:: Textauszug

Als wir begannen, uns dem Thema der traumatischen Erinnerungen von Verschickungskindern zu nähern, waren wir erstaunt über die zahllosen, überaus detaillierten Berichte von angsterfüllten Verschickungsaufenthalten und erlebter Gewalt. Kinder, meist unter 6 Jahren, wurden zu Hunderten allein, ohne ihre Eltern, über 6 Wochen, zwischen 1946 und 1990, in weit entfernt liegende Kindererholungsheimen und -Heilstätten aller Bundesländer verbracht.

Erlebnisschilderungen darüber wurden uns ungefragt zugesandt und sammeln sich seither öffentlich auf unserer Webseite in unserem Gästebuch, 2776 (am 27.5.25) und anonym in einem Fragebogen, wo es schon weit über 15.000 sind, die ihre Geschichte unserer selbstbestimmten Forschung zur Verfügung gestellt haben. Wir zensieren nicht, wir kürzen nicht, wir schalten nur frei und sammeln. Es sind Erinnerungs-Schilderungen von Demütigungen, körperlicher, seelischer und sexueller Gewalt und starken Angsterlebens. Diese Berichte sind zumeist von Menschen, die zum ersten Mal mit unserer Initiative in Kontakt kommen und erfahren, dass sie mit ihren schmerzlichen Erfahrungen nicht allein sind, sondern Teil einer sehr großen Gemeinschaft von Betroffenen. Oft ist dann der erste Impuls, das selbst Erlebte aufzuschreiben, Zeugnis zu geben. Es ist seit dem Beginn unserer Initiative immer deutlicher geworden, dass die Kinderverschickung System hatte und dass in ihr eine „Subkultur der Gewalt“ (Hans Walter Schmuhl (2023): Kur oder Verschickung: Die Kinderkuren der DAK zwischen Anspruch und Wirklichkeit, Dölling und Galitz, München, S. 249) herrschte. Alle bisherigen wissenschaftlichen Studien bestätigen, dass es im Rahmen der Kinderkuren, systemische Gewaltbedingungen gab.

Natürlich waren die Kinderverschickungen nicht für alle Kinder und während der gesamten Zeit ihres Aufenthalts eine traumatische Erfahrung. Gerade ältere Kinder ab zehn Jahren haben auch positive Erinnerungen an die Aufenthalte. In der unmittelbaren Nachkriegszeit war schon manchmal das reichliche Essen für unterernährte Kinder aus den zerbombten Städten ein Anlass für große Freude. Auch jüngere Kinder und Kinder in den 1950-er bis 1980-er Jahren erinnern sich oftmals positiv an Sommer und Strand, Wald und Berge, Festlichkeiten, Aufführungen oder gemeinschaftliche Aktivitäten wie Singen, Spielen und Wandern. Trotzdem gibt es auch bei positiven Erinnerungen oft zusätzliche an Angst- und Gewaltsituationen. Auch Menschen mit positiven Erinnerungen schreiben uns. Aber es sind viel viel weniger positive Erinnerungen, die sich öffentlich bemerkbar machen.

::::
:: Daten

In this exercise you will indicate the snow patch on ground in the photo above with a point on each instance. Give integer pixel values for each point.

::::

* Bitte bearbeiten
A. Schreibe den Teil des Textauszugs, der mit den Worten „Als wir begannen, uns“ beginnt und mit „aller Bundesländer verbracht.“ endet, noch einmal ab und ersetze darin „Verschickungskindern“ durch „verschickten Kindern“.
B. Wie viele Erlebnisschilderungen standen laut dem Textauszug am 27.5.25 im Gästebuch der Webseite?

* Die Antworten
A.
Als wir begannen, uns dem Thema der traumatischen Erinnerungen von verschickten Kindern zu nähern, waren wir erstaunt über die zahllosen, überaus detaillierten Berichte von angsterfüllten Verschickungsaufenthalten und erlebter Gewalt. Kinder, meist unter 6 Jahren, wurden zu Hunderten allein, ohne ihre Eltern, über 6 Wochen, zwischen 1946 und 1990, in weit entfernt liegende Kindererholungsheimen und -Heilstätten aller Bundesländer verbracht.

B. Im Gästebuch standen 2776 Erlebnisschilderungen.